- Description of the task -
Provide the records once more, identical to the original.

(Collection entries)
## Start

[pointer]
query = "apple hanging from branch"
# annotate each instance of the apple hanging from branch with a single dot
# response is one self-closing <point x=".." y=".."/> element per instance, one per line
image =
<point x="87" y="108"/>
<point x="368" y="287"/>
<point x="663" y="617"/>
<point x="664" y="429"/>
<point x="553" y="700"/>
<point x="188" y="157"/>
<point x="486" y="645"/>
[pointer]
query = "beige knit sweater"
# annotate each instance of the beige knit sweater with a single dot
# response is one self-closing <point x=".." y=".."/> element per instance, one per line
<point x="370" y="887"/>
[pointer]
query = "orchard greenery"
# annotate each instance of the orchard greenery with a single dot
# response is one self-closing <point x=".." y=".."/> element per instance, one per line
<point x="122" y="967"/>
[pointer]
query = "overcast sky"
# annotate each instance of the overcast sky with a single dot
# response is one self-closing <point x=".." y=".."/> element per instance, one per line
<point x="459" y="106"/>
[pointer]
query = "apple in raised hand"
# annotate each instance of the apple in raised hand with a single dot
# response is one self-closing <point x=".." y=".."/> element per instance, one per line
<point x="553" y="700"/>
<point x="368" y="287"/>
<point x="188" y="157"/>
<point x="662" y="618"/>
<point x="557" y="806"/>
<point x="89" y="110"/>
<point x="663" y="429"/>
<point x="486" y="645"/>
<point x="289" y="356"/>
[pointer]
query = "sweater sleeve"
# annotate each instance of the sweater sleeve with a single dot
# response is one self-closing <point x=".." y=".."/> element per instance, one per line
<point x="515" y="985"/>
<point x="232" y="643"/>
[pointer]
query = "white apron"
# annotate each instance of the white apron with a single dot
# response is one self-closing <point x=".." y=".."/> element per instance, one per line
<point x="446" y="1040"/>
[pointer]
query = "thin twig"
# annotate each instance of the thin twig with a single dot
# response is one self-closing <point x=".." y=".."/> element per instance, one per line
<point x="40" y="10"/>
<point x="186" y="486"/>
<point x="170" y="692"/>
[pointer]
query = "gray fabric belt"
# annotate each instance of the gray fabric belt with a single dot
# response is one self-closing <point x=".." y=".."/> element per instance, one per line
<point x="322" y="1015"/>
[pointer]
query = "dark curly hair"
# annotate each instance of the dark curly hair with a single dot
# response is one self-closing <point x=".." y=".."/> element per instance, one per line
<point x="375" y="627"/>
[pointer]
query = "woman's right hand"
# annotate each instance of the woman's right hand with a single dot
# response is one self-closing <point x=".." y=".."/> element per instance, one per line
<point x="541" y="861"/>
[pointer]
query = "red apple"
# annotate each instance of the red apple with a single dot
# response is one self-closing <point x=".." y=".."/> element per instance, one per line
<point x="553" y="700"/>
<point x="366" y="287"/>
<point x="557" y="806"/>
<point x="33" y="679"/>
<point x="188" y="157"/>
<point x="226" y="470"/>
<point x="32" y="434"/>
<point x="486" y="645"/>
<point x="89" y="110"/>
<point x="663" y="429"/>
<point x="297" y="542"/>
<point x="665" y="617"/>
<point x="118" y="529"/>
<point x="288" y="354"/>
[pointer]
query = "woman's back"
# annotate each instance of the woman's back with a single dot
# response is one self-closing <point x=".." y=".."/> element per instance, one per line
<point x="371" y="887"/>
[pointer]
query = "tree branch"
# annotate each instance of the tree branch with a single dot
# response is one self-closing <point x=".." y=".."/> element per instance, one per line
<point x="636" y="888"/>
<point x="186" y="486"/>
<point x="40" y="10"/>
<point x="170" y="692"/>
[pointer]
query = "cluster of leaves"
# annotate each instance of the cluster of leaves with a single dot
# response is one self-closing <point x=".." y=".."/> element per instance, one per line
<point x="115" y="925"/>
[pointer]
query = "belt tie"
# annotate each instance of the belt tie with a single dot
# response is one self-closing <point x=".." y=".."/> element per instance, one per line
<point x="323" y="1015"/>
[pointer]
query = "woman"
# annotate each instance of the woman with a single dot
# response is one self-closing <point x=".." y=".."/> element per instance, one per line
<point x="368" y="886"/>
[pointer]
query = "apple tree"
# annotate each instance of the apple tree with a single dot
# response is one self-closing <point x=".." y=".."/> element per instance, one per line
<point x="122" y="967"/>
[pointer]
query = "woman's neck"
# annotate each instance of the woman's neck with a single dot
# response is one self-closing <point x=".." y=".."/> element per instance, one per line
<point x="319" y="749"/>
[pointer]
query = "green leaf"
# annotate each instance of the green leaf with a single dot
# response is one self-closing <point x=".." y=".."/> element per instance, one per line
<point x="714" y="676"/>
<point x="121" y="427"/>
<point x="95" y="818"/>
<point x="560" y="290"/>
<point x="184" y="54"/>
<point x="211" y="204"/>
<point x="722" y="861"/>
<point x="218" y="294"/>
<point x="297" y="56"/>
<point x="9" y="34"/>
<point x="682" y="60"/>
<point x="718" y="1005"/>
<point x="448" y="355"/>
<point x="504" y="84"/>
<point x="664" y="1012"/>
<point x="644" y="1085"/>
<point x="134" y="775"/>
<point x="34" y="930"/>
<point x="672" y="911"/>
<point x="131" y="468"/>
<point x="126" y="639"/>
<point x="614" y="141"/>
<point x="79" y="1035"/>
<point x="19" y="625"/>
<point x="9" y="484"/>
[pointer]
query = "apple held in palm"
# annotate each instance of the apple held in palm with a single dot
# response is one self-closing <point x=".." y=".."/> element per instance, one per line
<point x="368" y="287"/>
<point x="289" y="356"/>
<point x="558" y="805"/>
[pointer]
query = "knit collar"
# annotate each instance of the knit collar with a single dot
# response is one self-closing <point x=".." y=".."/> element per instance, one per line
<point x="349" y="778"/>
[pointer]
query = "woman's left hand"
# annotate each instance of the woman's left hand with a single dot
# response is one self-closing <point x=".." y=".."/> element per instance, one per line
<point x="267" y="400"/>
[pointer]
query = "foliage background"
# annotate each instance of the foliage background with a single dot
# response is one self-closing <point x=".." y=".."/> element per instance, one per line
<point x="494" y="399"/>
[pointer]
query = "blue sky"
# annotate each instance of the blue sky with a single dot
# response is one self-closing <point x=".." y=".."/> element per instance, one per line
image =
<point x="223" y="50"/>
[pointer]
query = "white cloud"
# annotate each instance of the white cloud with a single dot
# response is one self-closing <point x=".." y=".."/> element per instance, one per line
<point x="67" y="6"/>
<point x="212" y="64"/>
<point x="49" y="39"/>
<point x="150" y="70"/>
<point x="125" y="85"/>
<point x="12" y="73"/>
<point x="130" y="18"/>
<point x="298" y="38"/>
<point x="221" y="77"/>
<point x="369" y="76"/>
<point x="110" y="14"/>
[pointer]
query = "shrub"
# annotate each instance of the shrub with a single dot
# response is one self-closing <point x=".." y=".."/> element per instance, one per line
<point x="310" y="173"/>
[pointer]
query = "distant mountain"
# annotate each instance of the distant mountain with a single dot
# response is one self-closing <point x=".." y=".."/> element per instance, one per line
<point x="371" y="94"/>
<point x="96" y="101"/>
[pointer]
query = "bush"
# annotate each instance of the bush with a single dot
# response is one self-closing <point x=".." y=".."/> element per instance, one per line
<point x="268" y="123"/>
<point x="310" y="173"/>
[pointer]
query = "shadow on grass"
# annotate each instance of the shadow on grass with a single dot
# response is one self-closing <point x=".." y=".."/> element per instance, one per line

## End

- The solution -
[pointer]
query = "apple hanging from branch"
# annotate each instance of the apple hanging from branch with a single dot
# response is one self-closing <point x=".." y=".."/> element per instance, one per line
image =
<point x="87" y="108"/>
<point x="368" y="287"/>
<point x="663" y="617"/>
<point x="664" y="429"/>
<point x="553" y="700"/>
<point x="188" y="157"/>
<point x="486" y="645"/>
[pointer]
query = "beige knit sweater"
# annotate each instance of the beige knit sweater with a single dot
# response is one self-closing <point x=".." y=".."/> element per instance, one per line
<point x="370" y="887"/>
[pointer]
query = "orchard greenery"
# annotate each instance of the orchard greenery with a single dot
# response is one self-closing <point x=".." y=".."/> element per instance, one per line
<point x="122" y="967"/>
[pointer]
query = "overcast sky"
# annotate each instance of the overcast sky with a single dot
# response is one self-closing <point x=".." y=".."/> element per instance, one per line
<point x="459" y="106"/>
[pointer]
query = "apple in raised hand"
# annotate each instance of the apple in raised hand with a single dot
# response is one self-closing <point x=".." y=".."/> element per instance, one per line
<point x="553" y="700"/>
<point x="368" y="287"/>
<point x="188" y="157"/>
<point x="662" y="618"/>
<point x="557" y="806"/>
<point x="89" y="110"/>
<point x="663" y="429"/>
<point x="486" y="645"/>
<point x="289" y="356"/>
[pointer]
query = "sweater sleeve"
# annotate each instance of the sweater sleeve with a single dot
# response is one self-closing <point x=".." y=".."/> element per instance, one per line
<point x="515" y="985"/>
<point x="232" y="643"/>
[pointer]
query = "white apron"
# annotate each instance of the white apron with a single dot
# response is one self-closing <point x=".." y=".."/> element per instance, one per line
<point x="446" y="1040"/>
[pointer]
query = "thin twig"
# annotate each instance of the thin twig with a single dot
# response is one self-closing <point x=".." y=".."/> element per instance, one per line
<point x="40" y="10"/>
<point x="186" y="486"/>
<point x="170" y="692"/>
[pointer]
query = "gray fabric belt"
# annotate each instance of the gray fabric belt with a single dot
# response is one self-closing <point x=".." y=".."/> element per instance, one per line
<point x="322" y="1015"/>
[pointer]
query = "dark curly hair"
# annotate each instance of the dark curly hair with a single dot
# response is one self-closing <point x=".." y=".."/> element per instance, one per line
<point x="375" y="627"/>
[pointer]
query = "woman's right hand"
# annotate each instance of the woman's right hand with a single dot
# response is one self-closing <point x=".." y=".."/> element per instance, one per line
<point x="541" y="861"/>
[pointer]
query = "red apple"
# annotate each instance of the red apple with a single dot
# response is one self-closing <point x=".." y=".."/> element per instance, one per line
<point x="553" y="700"/>
<point x="366" y="287"/>
<point x="557" y="806"/>
<point x="33" y="679"/>
<point x="188" y="157"/>
<point x="226" y="470"/>
<point x="32" y="434"/>
<point x="486" y="645"/>
<point x="89" y="110"/>
<point x="663" y="429"/>
<point x="297" y="542"/>
<point x="665" y="617"/>
<point x="118" y="529"/>
<point x="288" y="354"/>
[pointer]
query = "woman's back"
# annotate each instance of the woman's back with a single dot
# response is one self-closing <point x=".." y=".."/> element per instance, one per line
<point x="371" y="887"/>
[pointer]
query = "tree branch"
# annotate each instance of the tree branch with a single dot
# response is one self-closing <point x=".." y=".."/> element per instance, one per line
<point x="636" y="888"/>
<point x="186" y="486"/>
<point x="40" y="10"/>
<point x="170" y="692"/>
[pointer]
query = "cluster of leaves"
# annotate each instance of the cluster of leaves with a single dot
# response is one self-closing <point x=".." y=".."/> element per instance, one per line
<point x="115" y="925"/>
[pointer]
query = "belt tie"
# annotate each instance of the belt tie with a single dot
# response is one self-closing <point x=".." y=".."/> element per instance, one per line
<point x="323" y="1015"/>
[pointer]
query = "woman"
# annotate each instance of the woman with a single dot
# response is one self-closing <point x=".." y=".."/> element per instance, one per line
<point x="368" y="886"/>
[pointer]
query = "apple tree"
# annotate each instance of the apple tree with a single dot
# response is one self-closing <point x=".." y=".."/> element per instance, one per line
<point x="122" y="967"/>
[pointer]
query = "woman's neck"
# annotate each instance of the woman's neck with a single dot
# response is one self-closing <point x=".." y=".."/> element per instance, one per line
<point x="319" y="749"/>
[pointer]
query = "green leaf"
# annotate each instance of the green leaf with a single dot
# response is one self-closing <point x=".." y=".."/> element per instance, one per line
<point x="714" y="676"/>
<point x="121" y="427"/>
<point x="95" y="818"/>
<point x="560" y="290"/>
<point x="184" y="54"/>
<point x="211" y="204"/>
<point x="722" y="861"/>
<point x="218" y="294"/>
<point x="297" y="56"/>
<point x="9" y="34"/>
<point x="682" y="60"/>
<point x="718" y="1005"/>
<point x="448" y="355"/>
<point x="504" y="84"/>
<point x="664" y="1012"/>
<point x="644" y="1085"/>
<point x="134" y="775"/>
<point x="34" y="930"/>
<point x="672" y="911"/>
<point x="131" y="468"/>
<point x="126" y="639"/>
<point x="614" y="141"/>
<point x="79" y="1035"/>
<point x="19" y="625"/>
<point x="9" y="484"/>
[pointer]
query = "apple held in palm"
# annotate each instance of the apple held in palm with a single dot
# response is one self-closing <point x=".." y=".."/> element per instance, one per line
<point x="368" y="287"/>
<point x="289" y="356"/>
<point x="558" y="805"/>
[pointer]
query = "knit collar"
# annotate each instance of the knit collar with a single dot
# response is one self-closing <point x=".." y=".."/> element per instance, one per line
<point x="349" y="778"/>
[pointer]
query = "woman's left hand"
# annotate each instance of the woman's left hand with a single dot
# response is one self-closing <point x=".." y=".."/> element per instance, one per line
<point x="267" y="400"/>
[pointer]
query = "foliage background"
# annotate each instance of the foliage background with a single dot
# response is one self-closing <point x=".." y=".."/> element per instance, one per line
<point x="494" y="399"/>
[pointer]
query = "blue sky"
# annotate each instance of the blue sky with a single dot
# response is one self-closing <point x=".." y=".."/> element per instance, one per line
image =
<point x="223" y="50"/>
[pointer]
query = "white cloud"
# annotate each instance of the white cloud with a single dot
# response is one self-closing <point x=".." y=".."/> element per instance, one per line
<point x="67" y="6"/>
<point x="212" y="64"/>
<point x="49" y="39"/>
<point x="150" y="70"/>
<point x="125" y="85"/>
<point x="12" y="73"/>
<point x="130" y="18"/>
<point x="298" y="38"/>
<point x="221" y="77"/>
<point x="369" y="76"/>
<point x="110" y="14"/>
[pointer]
query = "shrub"
# annotate each instance of the shrub with a single dot
# response is one self-closing <point x=".." y=".."/> element per instance, one per line
<point x="310" y="173"/>
[pointer]
query = "distant mountain"
# annotate each instance of the distant mountain with a single dot
# response is one self-closing <point x=".." y=".."/> element per instance, one per line
<point x="371" y="94"/>
<point x="96" y="101"/>
[pointer]
query = "bush"
# annotate each instance of the bush with a single dot
# response is one self-closing <point x=".." y=".."/> element per instance, one per line
<point x="268" y="123"/>
<point x="310" y="173"/>
[pointer]
query = "shadow on grass"
# annotate each instance of the shadow on grass with a single dot
# response is one self-closing <point x=".." y=".."/> element per instance, one per line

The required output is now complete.